▸ Textabschnitt
========

Der Protest gegen die Erweiterung des Angebots in der Wiehre ist beachtlich: Der Genossenschaft Familienheim wird nicht nur vorgeworfen, dass 36 Bestands- Wohnungen zugunsten von neuen weichen müssen – sondern, dass sie über den Abriss und die Luxussanierung von 300 Wohnungen in der Nachbarschaft nachdenkt, wie es eine Bürgerinitiative namens „Wiehre für alle“ nahelegt. Soviele Einheiten besitzt das Familienheim rund um das Areal insgesamt. Dass auch nebenan in naher Zukunft über eine Sanierung oder Neubau nachgedacht wird, bestreitet Dziolloß gar nicht.
Nur bedeutet das keineswegs, dass die Bewohner von 300 Wohnungen in naher Zeit die Abrissbirne vors Küchenfensterchen gestellt bekommen. Die Initiative schafft es, die Debatte auf das Gleis „Gentrifizierung“ zu schieben. So nennt man gemeinhin, wenn die komplette Sozialstruktur eines Quartiers auf Austausch und Überteuerung gedreht wird: Alte Bewohner werden dabei aus einfachen Wohnungen in schlichten Vierteln verdrängt, dann kommen zuerst die Künstler, am Ende siedelt sich aber auch gehobenes Bürgertum wie Zahnärzte oder Makler oder die gefürchteten Soja-Lattemacchiato- Familien an. Nur: Die Wiehre ist bereits seit Jahrzehnten einer der bevorzugten Kieze für diese Klientel. Und hier sollen keine Sozialund Arbeiterwohnungen in den Besitz eines Immobilienhais wechseln, der Penthäuser errichtet, es geht um eine Genossenschaft, die in ganz Freiburg eine monatliche Durchschnittsmiete von rund 6,90 € pro Quadratmeter berechnet.
Es wäre mithin das genaue Gegenteil einer Gentrifizierung. Das Vorgehen der Bürgerinitiative führt zu einem weiteren Irrtum: Das Familienheim bietet an der Quäkerstraße zwar enorm günstigen Wohnraum unter diesem Durchschnitt an, es handelt sich hier aber um keinen öffentlich geförderten Wohnraum, also Sozialwohnungen. Die Genossenschaft baut trotzdem freiwillig zu 30 Prozent öffentlich geförderten Wohnraum im Neubau. Für den Fall einer Sanierung ab 2019 erhalten die aktuellen Bewohner zu gleichen Tarifen Ausgleichswohnungen, der spätere Neubau wird ihnen zu 7,50 bis 10 € pro Quadratmeter angeboten. Die Bewohnerinitiative prophezeit bis zu 13 Euro pro Quadratmeter. Es bleibt ihr Geheimnis, warum sie sich gegen eine faire Neubau-Miete an einem Ort engagiert, wo 1200 Euro für 80 Quadratmeter längst an der Tagesordnung sind.

========

▸ Aufgabe
Greifen Sie den Text über den Streit um die Baupläne der Genossenschaft Familienheim in der Wiehre an seinem Ende auf und schreiben Sie ihn fort. Die Datensätze werden dafür nicht gebraucht.

========

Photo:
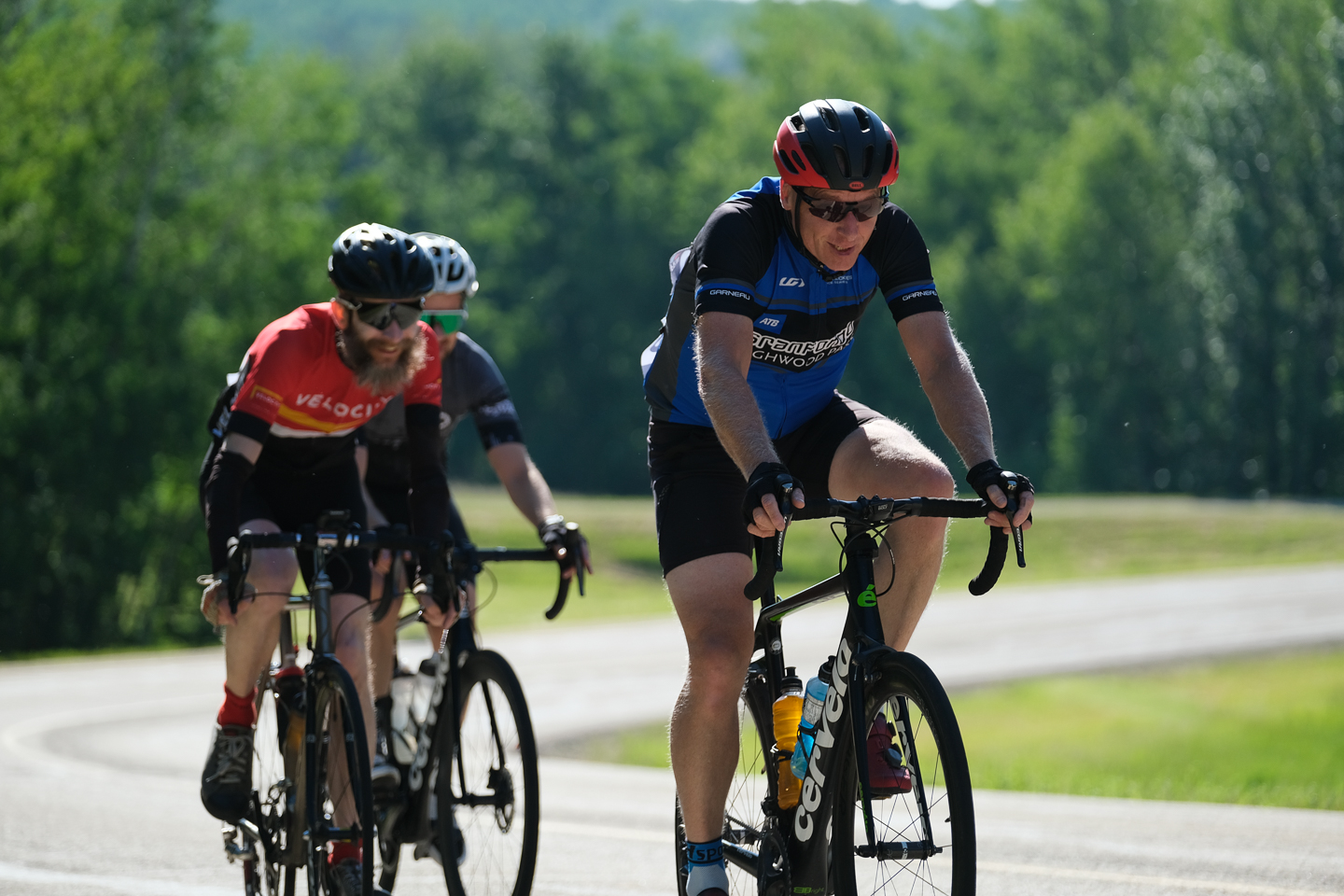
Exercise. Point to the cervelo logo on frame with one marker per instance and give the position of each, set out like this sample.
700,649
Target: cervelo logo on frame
811,801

========

▸ Antwort
Von einer „Explosion der Mieten“ könne keiner sprechen, sagt Anja Dziolloß. Vorbild seien bereits erfolgte Sanierungen wie in Landwasser oder an der Berliner Allee, wo das Familienheim 40 Millionen Euro investiert hat. So etwas wirke sich „quartiersstabilisierend“ aus, sagt die Geschäftsführerin. Und: „Es wird nicht besser, wenn man nichts macht.“ Die Familienheim Baugenossenschaft werde hier aber „keineswegs mit der Brechstange durchgehen“. Die Bürgerinitiative selbst führt Journalisten und Lokalpolitiker durch ausgewählte, gut erhaltene Wohnungen in der Häuserzeile. Damit soll der Eindruck erweckt werden, dass die Neubaugründe durch das Familienheim fingiert wären. Die Initiative selbst gibt Kontaktadressen an, die in der Nachbarschaft der Häuser, aber auch in ganz anderen Stadtteilen angesiedelt sind. Bei einem Gespräch mit der „Badischen Zeitung“ weigerten sich die zehn anwesenden Aktivisten ihre Namen zu nennen.
Für ein Gespräch mit netzwerk südbaden kamen sie daher nicht in Frage. Es entsteht vielmehr der Eindruck, dass viele der Mitstreiter gar keine Betroffenen sind. Auch die Sammlung von dagegen-Unterschriften unter Touristen in Freiburger Innenstadt- Kneipen zählt zu den Methoden, um lautstark aufzutreten. „Wiehre für alle“ lautet das Motto der Anti-Genossenschaftskämpfer. Das ist klangvoll, aber angesichts der Realität auch anmaßend. Wenn dieser Stadtteil tatsächlich allen offenstehen soll, könnte der Genossenschaftsgedanke hierfür keineswegs die schlechteste Idee sein.